> **YOUR TASK**
Take the listing and print it in full, exactly as given.

> **GIVEN RECORDS**
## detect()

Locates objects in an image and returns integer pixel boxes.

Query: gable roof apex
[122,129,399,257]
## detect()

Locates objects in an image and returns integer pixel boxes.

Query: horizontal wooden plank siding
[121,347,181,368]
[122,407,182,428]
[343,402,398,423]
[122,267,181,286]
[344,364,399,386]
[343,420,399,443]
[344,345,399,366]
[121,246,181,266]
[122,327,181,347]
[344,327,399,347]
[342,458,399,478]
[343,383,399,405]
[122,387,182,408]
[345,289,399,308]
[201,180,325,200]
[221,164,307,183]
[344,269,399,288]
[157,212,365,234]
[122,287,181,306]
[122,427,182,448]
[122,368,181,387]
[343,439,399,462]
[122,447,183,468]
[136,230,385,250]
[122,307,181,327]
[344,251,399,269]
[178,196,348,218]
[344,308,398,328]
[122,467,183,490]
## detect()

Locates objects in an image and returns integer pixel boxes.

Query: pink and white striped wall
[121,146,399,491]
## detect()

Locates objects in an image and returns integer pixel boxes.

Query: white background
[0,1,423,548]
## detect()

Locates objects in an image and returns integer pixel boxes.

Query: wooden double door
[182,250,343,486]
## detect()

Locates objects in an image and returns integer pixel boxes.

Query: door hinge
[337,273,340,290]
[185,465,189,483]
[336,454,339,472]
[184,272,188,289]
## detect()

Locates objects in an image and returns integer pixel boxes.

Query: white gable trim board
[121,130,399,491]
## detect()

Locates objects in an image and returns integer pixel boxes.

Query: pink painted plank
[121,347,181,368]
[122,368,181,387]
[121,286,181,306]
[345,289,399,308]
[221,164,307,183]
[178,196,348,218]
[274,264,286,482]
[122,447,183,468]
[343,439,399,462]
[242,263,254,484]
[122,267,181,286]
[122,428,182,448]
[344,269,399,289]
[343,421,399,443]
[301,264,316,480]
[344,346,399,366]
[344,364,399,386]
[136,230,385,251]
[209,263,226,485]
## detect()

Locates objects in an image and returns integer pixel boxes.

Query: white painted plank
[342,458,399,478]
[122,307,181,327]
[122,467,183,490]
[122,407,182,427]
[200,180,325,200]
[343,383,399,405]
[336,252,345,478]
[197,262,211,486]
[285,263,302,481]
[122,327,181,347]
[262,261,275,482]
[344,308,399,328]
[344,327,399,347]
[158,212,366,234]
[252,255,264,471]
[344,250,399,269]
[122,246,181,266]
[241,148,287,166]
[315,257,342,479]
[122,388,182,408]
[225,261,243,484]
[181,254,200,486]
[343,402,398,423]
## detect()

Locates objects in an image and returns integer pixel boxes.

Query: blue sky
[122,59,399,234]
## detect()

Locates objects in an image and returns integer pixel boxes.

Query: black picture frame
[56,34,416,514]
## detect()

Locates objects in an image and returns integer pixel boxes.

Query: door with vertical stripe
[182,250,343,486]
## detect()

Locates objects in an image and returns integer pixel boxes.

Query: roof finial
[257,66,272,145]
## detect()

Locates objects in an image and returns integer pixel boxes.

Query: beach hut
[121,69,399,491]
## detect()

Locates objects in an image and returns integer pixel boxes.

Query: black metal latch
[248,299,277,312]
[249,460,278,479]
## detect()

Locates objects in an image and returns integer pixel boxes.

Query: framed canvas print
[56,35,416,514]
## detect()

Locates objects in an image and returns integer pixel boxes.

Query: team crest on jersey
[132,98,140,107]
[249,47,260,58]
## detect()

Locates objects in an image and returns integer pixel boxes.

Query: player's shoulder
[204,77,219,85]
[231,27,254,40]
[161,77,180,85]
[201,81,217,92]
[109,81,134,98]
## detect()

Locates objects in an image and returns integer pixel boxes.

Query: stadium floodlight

> **RESPONSE TO THE TASK**
## detect()

Locates objects in an image and returns integer pixel boxes.

Query: gable roof apex
[122,129,399,257]
## detect()

Locates objects in an image and returns integer pixel boxes.

Query: horizontal wooden plank siding
[121,347,181,368]
[122,407,182,428]
[343,402,398,423]
[122,267,181,286]
[344,364,399,386]
[343,420,399,443]
[344,345,399,366]
[121,246,181,266]
[122,327,181,347]
[344,327,399,347]
[342,458,399,478]
[343,383,399,405]
[122,387,182,408]
[345,289,399,308]
[201,180,325,200]
[221,164,307,183]
[344,269,399,288]
[157,212,365,234]
[122,287,181,306]
[122,427,182,448]
[122,368,181,387]
[343,439,399,462]
[122,447,183,468]
[136,230,385,250]
[122,307,181,327]
[344,251,399,269]
[178,196,348,218]
[344,308,398,328]
[122,467,183,490]
## detect()

Locates objects in an image and returns integer pixel boxes.

Query: pink and white striped wall
[121,146,399,491]
## detect()

Locates objects in an image and returns integer pixel boxes.

Query: white background
[0,1,423,548]
## detect()

Locates objects in an image and returns integer pixel boxes.

Query: wooden double door
[182,250,343,486]
## detect()

Locates objects in an image and returns integer pixel boxes.

Query: door hinge
[337,273,340,290]
[185,465,189,483]
[336,454,339,472]
[184,272,188,289]
## detect()

Locates objects in an image and returns integer pixel boxes.

Query: white gable trim board
[121,130,399,491]
## detect()

Locates objects in an image and returns integer pixel boxes.

Query: pink painted plank
[121,347,181,368]
[122,368,181,387]
[121,286,181,306]
[345,289,399,308]
[221,164,307,183]
[178,196,348,218]
[274,264,286,482]
[122,447,183,468]
[343,439,399,462]
[242,263,254,484]
[122,267,181,286]
[122,428,182,448]
[344,269,399,289]
[343,421,399,443]
[301,264,316,480]
[344,346,399,366]
[344,364,399,386]
[136,230,385,251]
[209,263,226,485]
## detect()

Locates objects in an image and returns integer pixel boxes.

Query: white painted plank
[342,458,399,478]
[122,307,181,327]
[122,467,183,490]
[122,407,182,427]
[200,180,325,200]
[343,383,399,405]
[336,252,345,478]
[197,262,211,486]
[285,263,302,481]
[122,327,181,347]
[262,261,275,482]
[344,308,399,328]
[344,327,399,347]
[158,212,366,234]
[252,255,264,471]
[344,250,399,269]
[122,246,181,266]
[241,148,287,166]
[315,257,342,479]
[122,388,182,408]
[225,261,243,484]
[181,254,200,486]
[343,402,398,423]
## detect()

Locates objects in an image and returns integer pixel boxes.

Query: blue sky
[122,59,399,234]
## detect()

Locates objects in an image and returns integer pixel boxes.

Query: black picture frame
[56,34,416,514]
## detect()

Locates objects in an image and returns integer pixel boxes.

Query: door with vertical stripe
[182,250,343,486]
## detect()

Locates objects in an image and returns integer pixel boxes.

Query: roof finial
[257,66,272,145]
## detect()

Locates objects in an image and returns integer pixel boxes.

Query: beach hut
[121,69,399,491]
## detect()

Locates objects in an image and returns integer pixel boxes.

Query: black metal latch
[248,299,277,312]
[249,460,278,479]
## detect()

Locates objects in an image and returns integer pixel boxes.

Query: framed canvas print
[56,35,416,514]
## detect()

Locates objects in an image and returns integer pixel boxes.

Query: team crest on jersey
[132,98,140,107]
[249,47,260,58]
## detect()

Locates objects in an image and returns integer pixel boxes.

Query: player's shoulder
[204,77,219,85]
[231,27,254,40]
[161,77,180,85]
[201,81,217,92]
[109,81,134,98]
## detect()

Locates objects in an image and returns integer pixel boxes.

Query: stadium floodlight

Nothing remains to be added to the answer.